Document section:
-- BEGIN --

3.   COMMITMENTS AND CONTINGENCIES

     From time to time, the Company is subject to lawsuits and claims which
arise out of its operations in the normal course of its business. The Company
and certain of its subsidiaries are defendants in various litigation matters in
the ordinary course of business, some of which involve claims for damages that
are substantial in amount. The Company believes the disposition of claims
currently pending will not have a material adverse effect on the Company's
financial position or results of operations.

4.   STOCKHOLDERS' EQUITY

     Under the conditions set forth in the 1996 Stock Incentive Plan, 1,403,700
options vested on January 1, 2000. Additionally, another 629,795 options vested
on June 2, 2000. During the six months ended June 30, 2000, 983,960 stock
options were exercised at an average exercise price of $9.688 per share.
Further, the 1996 Stock Incentive Plan provides that the payment for options may
be in cash or shares of Common Stock valued at the fair market value at the time
the option is exercised (provided that such Common Stock has been held by the
participant for at least six months). In the quarter ended June 30, 2000, one
employee chose to exchange shares in lieu of cash when exercising his options.
This exchange resulted in the Company acquiring 102,337 shares of Common Stock,
which is being held as treasury stock, for $2,661,101.

                                       7
<PAGE>
PAGE>

Item 2.  Management's Discussion and Analysis of Financial Condition and Results
of Operations

     The following discussion and analysis of the Company's financial condition
and results of operations should be read in conjunction with the Consolidated
Financial Statements and the Notes thereto.  Certain statements under this
caption constitute forward-looking statements, which involve risks and
uncertainties.  The Company's actual results in the future could differ
significantly from the results discussed or implied in such forward-looking
statements.  Factors that could cause or contribute to such differences include,
but are not limited to, the effect on financial performance of increased
competition in the teleservices industry, potential future competition,
competitive pricing for services, potential future competing technologies and
trends, dependence on technology and phone service, dependence on the Company's
labor force, reliance on major clients, the success of new product innovations,
legal proceedings and government regulation.

-- END --

Brief 1: Copy the filing from "Further, the 1996" to "stock, for $2,661,101.".

Supplied material:
-- BEGIN --

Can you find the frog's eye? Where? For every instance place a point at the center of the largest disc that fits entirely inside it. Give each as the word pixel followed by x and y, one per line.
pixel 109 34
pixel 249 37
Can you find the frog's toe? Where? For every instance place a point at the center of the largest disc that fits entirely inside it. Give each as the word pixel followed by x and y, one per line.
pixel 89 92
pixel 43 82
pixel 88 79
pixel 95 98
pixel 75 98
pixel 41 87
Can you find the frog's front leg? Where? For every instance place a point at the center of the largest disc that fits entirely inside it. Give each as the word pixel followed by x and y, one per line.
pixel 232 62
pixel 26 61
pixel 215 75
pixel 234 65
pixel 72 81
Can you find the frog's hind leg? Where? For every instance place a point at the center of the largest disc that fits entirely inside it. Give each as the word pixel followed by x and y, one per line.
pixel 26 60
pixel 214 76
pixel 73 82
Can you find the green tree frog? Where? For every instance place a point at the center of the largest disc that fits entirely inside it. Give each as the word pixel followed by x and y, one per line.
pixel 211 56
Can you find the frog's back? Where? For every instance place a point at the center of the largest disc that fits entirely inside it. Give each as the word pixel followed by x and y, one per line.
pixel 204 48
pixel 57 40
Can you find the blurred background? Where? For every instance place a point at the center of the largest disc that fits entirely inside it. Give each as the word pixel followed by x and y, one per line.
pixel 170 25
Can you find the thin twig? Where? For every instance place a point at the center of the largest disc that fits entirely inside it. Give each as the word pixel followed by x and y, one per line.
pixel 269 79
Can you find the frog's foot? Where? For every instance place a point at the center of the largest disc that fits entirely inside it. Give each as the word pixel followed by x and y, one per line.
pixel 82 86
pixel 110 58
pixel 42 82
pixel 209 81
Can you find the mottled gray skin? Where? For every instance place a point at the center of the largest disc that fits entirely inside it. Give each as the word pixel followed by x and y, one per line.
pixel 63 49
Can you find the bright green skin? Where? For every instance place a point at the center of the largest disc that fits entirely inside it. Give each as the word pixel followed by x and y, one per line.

-- END --

Brief 2: In the listing, rewrite the lines from the line with "Can you find the frog's front" to the line with "pixel 72 81", putting "forelimb" in place of "front leg" and leaving everything else as it is. Give only those lines.

Final result 1:
Further, the 1996 Stock Incentive Plan provides that the payment for options may
be in cash or shares of Common Stock valued at the fair market value at the time
the option is exercised (provided that such Common Stock has been held by the
participant for at least six months). In the quarter ended June 30, 2000, one
employee chose to exchange shares in lieu of cash when exercising his options.
This exchange resulted in the Company acquiring 102,337 shares of Common Stock,
which is being held as treasury stock, for $2,661,101.

Final result 2:
Can you find the frog's forelimb? Where? For every instance place a point at the center of the largest disc that fits entirely inside it. Give each as the word pixel followed by x and y, one per line.
pixel 232 62
pixel 26 61
pixel 215 75
pixel 234 65
pixel 72 81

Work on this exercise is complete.